▶ **SET TASK**
Retype the records below word for word and omit any image.

▶ **DATASET ROWS**

****

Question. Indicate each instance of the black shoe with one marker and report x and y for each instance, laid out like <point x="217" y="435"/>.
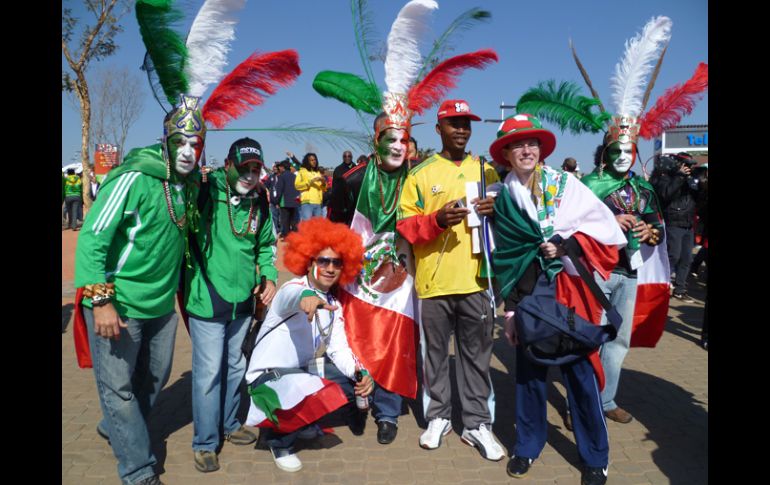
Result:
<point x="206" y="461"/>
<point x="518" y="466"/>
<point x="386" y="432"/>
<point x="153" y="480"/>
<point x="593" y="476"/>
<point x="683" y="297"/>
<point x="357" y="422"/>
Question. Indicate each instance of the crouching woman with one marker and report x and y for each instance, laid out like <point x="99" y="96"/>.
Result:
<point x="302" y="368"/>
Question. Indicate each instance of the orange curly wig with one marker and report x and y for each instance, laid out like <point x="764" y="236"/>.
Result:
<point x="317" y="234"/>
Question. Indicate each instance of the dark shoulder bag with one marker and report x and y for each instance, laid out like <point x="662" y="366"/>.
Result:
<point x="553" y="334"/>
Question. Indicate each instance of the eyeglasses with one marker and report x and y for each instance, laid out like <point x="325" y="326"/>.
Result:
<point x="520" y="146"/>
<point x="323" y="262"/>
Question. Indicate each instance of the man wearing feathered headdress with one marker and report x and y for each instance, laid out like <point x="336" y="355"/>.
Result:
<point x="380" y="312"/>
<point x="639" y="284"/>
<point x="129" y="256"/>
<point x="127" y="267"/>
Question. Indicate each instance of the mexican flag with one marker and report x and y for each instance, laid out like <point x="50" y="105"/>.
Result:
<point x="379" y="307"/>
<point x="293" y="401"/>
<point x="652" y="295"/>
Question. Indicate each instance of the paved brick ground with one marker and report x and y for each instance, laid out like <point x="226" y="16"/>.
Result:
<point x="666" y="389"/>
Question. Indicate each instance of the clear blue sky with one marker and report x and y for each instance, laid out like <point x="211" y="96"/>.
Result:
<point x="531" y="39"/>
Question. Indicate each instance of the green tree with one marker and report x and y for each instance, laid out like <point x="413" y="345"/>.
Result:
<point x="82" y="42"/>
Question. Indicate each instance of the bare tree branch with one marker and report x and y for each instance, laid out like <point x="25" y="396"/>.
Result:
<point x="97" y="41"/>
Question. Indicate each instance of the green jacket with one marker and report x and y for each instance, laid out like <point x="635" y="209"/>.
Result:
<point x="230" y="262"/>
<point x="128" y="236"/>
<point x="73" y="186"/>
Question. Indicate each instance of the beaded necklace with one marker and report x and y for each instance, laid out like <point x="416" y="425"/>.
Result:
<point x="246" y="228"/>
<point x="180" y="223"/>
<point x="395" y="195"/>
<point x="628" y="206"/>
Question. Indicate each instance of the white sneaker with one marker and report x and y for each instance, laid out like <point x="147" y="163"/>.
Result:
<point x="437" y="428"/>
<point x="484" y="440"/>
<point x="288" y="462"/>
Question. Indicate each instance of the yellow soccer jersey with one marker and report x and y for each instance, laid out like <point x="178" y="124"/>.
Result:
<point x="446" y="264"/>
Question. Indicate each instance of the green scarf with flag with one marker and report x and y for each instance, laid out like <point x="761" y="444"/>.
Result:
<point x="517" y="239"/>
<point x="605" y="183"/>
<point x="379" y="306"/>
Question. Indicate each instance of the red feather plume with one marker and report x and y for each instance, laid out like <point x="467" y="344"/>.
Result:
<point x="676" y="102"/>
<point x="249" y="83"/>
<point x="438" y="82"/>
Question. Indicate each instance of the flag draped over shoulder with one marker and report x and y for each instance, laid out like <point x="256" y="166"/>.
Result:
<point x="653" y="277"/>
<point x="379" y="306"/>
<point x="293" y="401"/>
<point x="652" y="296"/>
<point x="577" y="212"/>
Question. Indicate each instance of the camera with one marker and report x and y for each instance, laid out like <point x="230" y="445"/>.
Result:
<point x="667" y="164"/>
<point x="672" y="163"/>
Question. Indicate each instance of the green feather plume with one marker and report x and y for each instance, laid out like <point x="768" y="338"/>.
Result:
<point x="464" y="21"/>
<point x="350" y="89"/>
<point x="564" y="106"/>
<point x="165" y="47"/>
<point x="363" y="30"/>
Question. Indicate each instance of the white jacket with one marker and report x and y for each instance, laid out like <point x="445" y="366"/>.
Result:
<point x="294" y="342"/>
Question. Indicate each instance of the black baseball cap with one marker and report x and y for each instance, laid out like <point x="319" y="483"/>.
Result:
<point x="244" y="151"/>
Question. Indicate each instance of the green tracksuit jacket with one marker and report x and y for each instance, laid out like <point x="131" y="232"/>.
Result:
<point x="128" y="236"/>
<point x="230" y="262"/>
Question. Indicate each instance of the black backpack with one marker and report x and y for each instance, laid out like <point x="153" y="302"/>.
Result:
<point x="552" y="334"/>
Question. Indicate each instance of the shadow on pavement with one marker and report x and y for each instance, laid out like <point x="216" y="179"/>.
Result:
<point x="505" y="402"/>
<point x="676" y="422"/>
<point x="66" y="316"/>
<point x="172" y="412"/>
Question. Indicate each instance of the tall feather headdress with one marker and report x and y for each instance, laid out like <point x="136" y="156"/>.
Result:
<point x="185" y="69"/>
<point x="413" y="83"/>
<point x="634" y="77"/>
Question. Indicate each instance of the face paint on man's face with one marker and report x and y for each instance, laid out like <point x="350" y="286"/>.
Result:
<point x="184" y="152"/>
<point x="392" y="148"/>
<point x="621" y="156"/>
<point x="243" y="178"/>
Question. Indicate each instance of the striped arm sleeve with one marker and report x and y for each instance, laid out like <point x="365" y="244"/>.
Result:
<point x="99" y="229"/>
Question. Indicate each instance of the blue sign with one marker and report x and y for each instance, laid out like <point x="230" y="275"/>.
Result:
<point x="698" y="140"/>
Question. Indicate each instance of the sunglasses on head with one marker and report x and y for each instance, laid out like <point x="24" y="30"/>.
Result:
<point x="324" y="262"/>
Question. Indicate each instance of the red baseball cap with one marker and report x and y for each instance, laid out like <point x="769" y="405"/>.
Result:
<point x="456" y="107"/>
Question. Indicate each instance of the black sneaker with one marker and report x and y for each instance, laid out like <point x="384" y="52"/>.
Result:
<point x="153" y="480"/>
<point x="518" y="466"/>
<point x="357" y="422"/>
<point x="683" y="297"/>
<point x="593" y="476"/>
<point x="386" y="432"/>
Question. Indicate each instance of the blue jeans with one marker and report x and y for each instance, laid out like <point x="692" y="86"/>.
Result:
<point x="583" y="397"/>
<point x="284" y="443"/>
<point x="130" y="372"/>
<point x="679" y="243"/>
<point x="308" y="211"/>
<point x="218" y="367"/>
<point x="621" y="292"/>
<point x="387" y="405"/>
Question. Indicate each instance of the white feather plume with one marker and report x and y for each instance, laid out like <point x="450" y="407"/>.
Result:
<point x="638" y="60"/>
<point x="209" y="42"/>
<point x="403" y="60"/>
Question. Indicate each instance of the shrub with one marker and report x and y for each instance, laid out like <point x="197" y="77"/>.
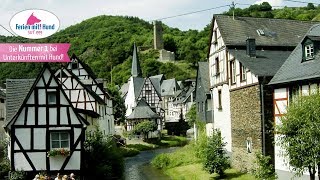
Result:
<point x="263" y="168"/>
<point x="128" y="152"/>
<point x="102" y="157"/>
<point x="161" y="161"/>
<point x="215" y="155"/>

****

▶ **THE RESULT**
Question. Indicate each instance of the black shoe with one marker and report x and y for each instance, laid out like <point x="217" y="435"/>.
Result:
<point x="206" y="461"/>
<point x="518" y="466"/>
<point x="386" y="432"/>
<point x="153" y="480"/>
<point x="593" y="476"/>
<point x="683" y="297"/>
<point x="357" y="422"/>
Question. Indicate each instance of the crouching woman with one marker and report x and y for each instance, laid out like <point x="99" y="96"/>.
Result:
<point x="302" y="368"/>
Question. Indicate each instance of the orange curly wig with one marker and report x and y for each instance, laid out like <point x="764" y="236"/>.
Result:
<point x="317" y="234"/>
Question. Indicate each instance of the dark shoulder bag with one marker and report x and y for each instance, laid out like <point x="662" y="366"/>.
Result:
<point x="553" y="334"/>
Question. Indicate each instance of the eyeglasses with one marker and report x and y for each instance, laid out like <point x="325" y="326"/>.
Result:
<point x="520" y="146"/>
<point x="323" y="262"/>
Question. Indicate each instance of the man wearing feathered headdress with one marker and report x and y for each instance, laid out like <point x="336" y="355"/>.
Result:
<point x="380" y="312"/>
<point x="639" y="284"/>
<point x="129" y="256"/>
<point x="127" y="267"/>
Question. Indicate each instance of the mexican flag with one marker and report x and y for each instance, laid out like <point x="50" y="105"/>.
Result:
<point x="379" y="307"/>
<point x="293" y="401"/>
<point x="652" y="295"/>
Question. Indicate each instance of the paved brick ground with one marker and report x and y for each instance, laid out like <point x="226" y="16"/>.
Result:
<point x="666" y="389"/>
Question. Indicate each instance of the clear blue sky with one marker and report x and y for each instance, laid out like <point x="211" y="96"/>.
Result:
<point x="531" y="39"/>
Question. Indicate each instance of the green tree with one marker and report x and y for each instance, laid out like <point x="413" y="345"/>.
Result:
<point x="82" y="42"/>
Question. Indicate each instance of the bare tree branch with one marker and report x and y for each instance, laid out like <point x="25" y="396"/>.
Result:
<point x="97" y="41"/>
Question. Indicate each instance of the green jacket with one marker and report x and y for each instance, laid out like <point x="635" y="209"/>.
Result:
<point x="230" y="262"/>
<point x="128" y="236"/>
<point x="73" y="186"/>
Question. Indicate each instance of the beaded necklace with one marker and report x and y for each instance, laid out like <point x="416" y="425"/>.
Result:
<point x="246" y="228"/>
<point x="180" y="223"/>
<point x="395" y="195"/>
<point x="628" y="206"/>
Question. Indicate each instance of the white sneaker with one marker and report x and y for each instance, laid out like <point x="147" y="163"/>.
Result:
<point x="437" y="428"/>
<point x="484" y="440"/>
<point x="288" y="462"/>
Question. Indicate each instance of the yellow soccer jersey with one marker and report x and y for each instance, laid out like <point x="178" y="124"/>.
Result:
<point x="446" y="264"/>
Question. Indicate each instance of the green scarf with flag with one marker and report x and y for each instance, laid out like <point x="761" y="444"/>.
Result:
<point x="517" y="239"/>
<point x="605" y="183"/>
<point x="379" y="306"/>
Question. Indicate each instance of the red feather plume with one marker and report x and y for each instance, laid out like <point x="467" y="344"/>.
Result:
<point x="676" y="102"/>
<point x="249" y="83"/>
<point x="438" y="82"/>
Question. Indicate each instance of the flag draped over shoulder with one marker and report x and y for each instance, laid out like <point x="256" y="166"/>.
Result:
<point x="653" y="277"/>
<point x="379" y="306"/>
<point x="293" y="401"/>
<point x="652" y="296"/>
<point x="577" y="212"/>
Question. Indicate each instance of the camera with one marker and report x and y for each instance, laid out like <point x="230" y="445"/>.
Result:
<point x="667" y="164"/>
<point x="672" y="163"/>
Question. Indicate each instance of the green feather plume with one marker and report x and y for each instance, laid out like <point x="768" y="338"/>.
Result:
<point x="464" y="21"/>
<point x="350" y="89"/>
<point x="564" y="106"/>
<point x="165" y="47"/>
<point x="363" y="30"/>
Question. Indicate each instance of the white jacket with one marker and report x and y for each instance, laid out like <point x="445" y="366"/>.
Result:
<point x="294" y="342"/>
Question. Indicate each instance of the black baseball cap with one marker and report x and y for each instance, laid out like <point x="319" y="483"/>.
Result:
<point x="244" y="151"/>
Question. Indicate each instance of the green tracksuit jacket with one marker and report x and y for each instance, laid out like <point x="131" y="232"/>.
Result:
<point x="128" y="236"/>
<point x="230" y="262"/>
Question. Indicate each instance of the black backpack with one marker and report x and y for each instance, laid out like <point x="153" y="302"/>.
Result:
<point x="552" y="334"/>
Question. Indicate each instance of the shadow on pavement with one marker and report x and y for each instance, laid out like <point x="216" y="179"/>.
Result:
<point x="505" y="402"/>
<point x="676" y="422"/>
<point x="66" y="316"/>
<point x="172" y="412"/>
Question. Indicate each instance of the tall feather headdress with one marker and report x and y for each instance, laid out like <point x="136" y="156"/>.
Result:
<point x="185" y="69"/>
<point x="413" y="83"/>
<point x="634" y="77"/>
Question. Indicate each instance of the face paint on man's face with one marker and report x and y for each instance, laid out like <point x="350" y="286"/>.
Result:
<point x="184" y="152"/>
<point x="392" y="148"/>
<point x="621" y="156"/>
<point x="243" y="178"/>
Question. Indicate each instance of the striped arm sleeve with one marker and report x and y for each instance, laid out like <point x="365" y="244"/>.
Result:
<point x="99" y="229"/>
Question. Indicate each instance of the blue sign with one marker and report x and y for each instance, laid out like <point x="230" y="275"/>.
Result:
<point x="698" y="140"/>
Question. Indicate each instance of the sunglasses on head with one marker and report x and y for each instance, laid out like <point x="24" y="30"/>.
Result:
<point x="324" y="262"/>
Question. Indicate each instance of the red baseball cap with one marker and report x and y for each instance, laid out like <point x="769" y="405"/>.
Result:
<point x="456" y="107"/>
Question. Indicate each instance of the black sneaker with one marker and report x and y for each instance, laid out like <point x="384" y="52"/>.
Result:
<point x="153" y="480"/>
<point x="518" y="466"/>
<point x="357" y="422"/>
<point x="683" y="297"/>
<point x="593" y="476"/>
<point x="386" y="432"/>
Question. Indicate each instance of the blue jeans with one marker and report x and y for each instance, laid out like <point x="692" y="86"/>.
Result:
<point x="583" y="397"/>
<point x="284" y="443"/>
<point x="130" y="372"/>
<point x="679" y="243"/>
<point x="308" y="211"/>
<point x="218" y="367"/>
<point x="621" y="292"/>
<point x="387" y="405"/>
Question. Indicate each instance of the white feather plume with one marker and report x and y for each instance, laid out like <point x="450" y="407"/>.
Result:
<point x="638" y="60"/>
<point x="209" y="42"/>
<point x="403" y="60"/>
Question. Indicate each instance of the shrub with one marker and report x and y for each instance, laid out like <point x="197" y="77"/>.
Result:
<point x="263" y="168"/>
<point x="128" y="152"/>
<point x="102" y="157"/>
<point x="161" y="161"/>
<point x="215" y="155"/>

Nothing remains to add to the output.